- Text passage
-- Opening Marker --

Australia has already taken this step, and New Zealand is the other country considering it. Australia was sued by several tobacco companies but ultimately, the Australian Supreme Court upheld the law. Tobacco companies are fighting New Zealand’s law, too, so Ireland can be assured that if they try a similar law, they will be taken to court.

(I’m guessing that because of the First Amendment, a similar law would likely not be upheld in the U.S.)

At this point, the legislation has passed the Irish Cabinet. Leading the cause in Ireland is Dr. James Reilly, the Irish Minister of Health and an ardent tobacco opponent. He wants to get the Irish smoking rate under 5 percent by 2025 (currently, it is at 22 percent).

The thought behind the plain packaging is that each cigarette package is a miniature advertisement for their product. If you remove the packaging logos, then you will no longer have ubiquitous advertising for that product every time someone remove a pack of cigarettes out of their pocket.

Not an outrageous concept, because really, what cigarette company do you think of when you see this to the left? logo_marlboro-box_usa-1 See you already know what the brand is, even without the brand name in the logo. The logo has become that recognizable.

Dr. Reilly says:

The introduction of standardised packaging will remove the final way for tobacco companies to promote their deadly product in Ireland. Cigarette packets will no longer be a mobile advertisement for the tobacco industry.”

-- Closing Marker --

- Stored items from a collection
-- Opening Marker --

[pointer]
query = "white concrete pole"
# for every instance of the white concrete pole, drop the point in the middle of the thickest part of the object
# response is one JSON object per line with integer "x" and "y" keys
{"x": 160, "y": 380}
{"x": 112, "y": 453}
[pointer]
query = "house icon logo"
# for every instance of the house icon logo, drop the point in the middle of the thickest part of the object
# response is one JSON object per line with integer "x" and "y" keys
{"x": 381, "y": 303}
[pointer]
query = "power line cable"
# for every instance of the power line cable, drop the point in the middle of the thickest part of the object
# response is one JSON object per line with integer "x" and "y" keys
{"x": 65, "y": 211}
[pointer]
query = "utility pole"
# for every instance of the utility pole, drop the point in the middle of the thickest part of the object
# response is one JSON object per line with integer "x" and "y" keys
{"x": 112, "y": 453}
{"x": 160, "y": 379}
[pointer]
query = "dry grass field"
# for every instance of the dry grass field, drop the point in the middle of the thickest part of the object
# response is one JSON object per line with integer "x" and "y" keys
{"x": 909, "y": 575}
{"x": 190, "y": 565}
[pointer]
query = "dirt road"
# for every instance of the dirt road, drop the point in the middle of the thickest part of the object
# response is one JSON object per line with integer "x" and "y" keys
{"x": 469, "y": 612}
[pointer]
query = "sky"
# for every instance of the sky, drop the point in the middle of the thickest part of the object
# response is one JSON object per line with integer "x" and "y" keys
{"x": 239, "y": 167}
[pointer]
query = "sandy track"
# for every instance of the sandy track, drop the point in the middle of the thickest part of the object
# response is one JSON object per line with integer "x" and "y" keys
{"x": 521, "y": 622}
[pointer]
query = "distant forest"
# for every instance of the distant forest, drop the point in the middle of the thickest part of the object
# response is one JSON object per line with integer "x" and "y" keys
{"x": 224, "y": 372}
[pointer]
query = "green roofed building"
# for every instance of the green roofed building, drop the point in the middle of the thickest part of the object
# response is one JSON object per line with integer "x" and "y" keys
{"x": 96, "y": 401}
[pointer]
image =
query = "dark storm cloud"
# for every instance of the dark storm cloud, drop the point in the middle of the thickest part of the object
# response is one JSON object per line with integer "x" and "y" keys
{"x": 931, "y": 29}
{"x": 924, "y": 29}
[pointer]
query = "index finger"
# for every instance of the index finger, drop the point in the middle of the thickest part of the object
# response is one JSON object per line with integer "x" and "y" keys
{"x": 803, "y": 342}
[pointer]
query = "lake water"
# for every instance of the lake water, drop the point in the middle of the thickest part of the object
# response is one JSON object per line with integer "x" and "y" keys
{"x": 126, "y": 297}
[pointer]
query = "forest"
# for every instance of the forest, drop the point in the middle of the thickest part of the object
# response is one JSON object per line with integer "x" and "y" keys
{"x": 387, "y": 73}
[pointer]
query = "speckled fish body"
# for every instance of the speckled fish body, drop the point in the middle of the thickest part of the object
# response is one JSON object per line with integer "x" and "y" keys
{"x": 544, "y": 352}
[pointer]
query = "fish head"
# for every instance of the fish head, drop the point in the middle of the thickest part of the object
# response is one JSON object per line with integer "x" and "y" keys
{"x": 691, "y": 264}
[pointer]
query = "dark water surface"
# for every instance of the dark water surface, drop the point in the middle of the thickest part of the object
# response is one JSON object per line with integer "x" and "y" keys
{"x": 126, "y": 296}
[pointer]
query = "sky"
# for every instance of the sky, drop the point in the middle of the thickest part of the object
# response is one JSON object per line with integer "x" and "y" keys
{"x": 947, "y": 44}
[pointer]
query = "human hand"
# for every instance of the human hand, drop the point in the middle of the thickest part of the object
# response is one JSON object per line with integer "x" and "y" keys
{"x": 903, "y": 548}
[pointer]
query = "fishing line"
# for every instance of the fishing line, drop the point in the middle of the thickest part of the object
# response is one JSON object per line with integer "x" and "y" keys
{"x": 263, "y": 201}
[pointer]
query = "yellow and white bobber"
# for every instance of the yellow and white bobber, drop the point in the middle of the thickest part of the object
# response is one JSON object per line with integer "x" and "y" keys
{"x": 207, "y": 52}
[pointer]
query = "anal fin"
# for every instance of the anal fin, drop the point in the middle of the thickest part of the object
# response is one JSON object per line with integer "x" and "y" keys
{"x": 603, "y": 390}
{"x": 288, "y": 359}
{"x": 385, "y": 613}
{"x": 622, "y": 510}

-- Closing Marker --

- Exercise goal
Resume the passage on Ireland's plain cigarette packaging law, picking up after its final sentence.

- Result of this task
British American Tobacco, obviously opposed, responds that there’s no evidence plain packaging would lower smoking rates and that it would just play into the hands of black marketeers, who could sell any tobacco product in any box, without anyone knowing the wiser:

“There is no credible evidence that plain packaging will work in terms of stopping children taking up smoking or encouraging current smokers to quit,” the firm said.

“Instead, Minister Reilly’s plain packaging bill will simply play into the hands of the criminals who are ready and waiting to supply people, regardless of their age, with cheap tobacco products.”

I have no idea if removing branding will decrease smoking and is an effective tactic toward combating smoking. Somewhat on the fence on this, but I find it an interesting debate.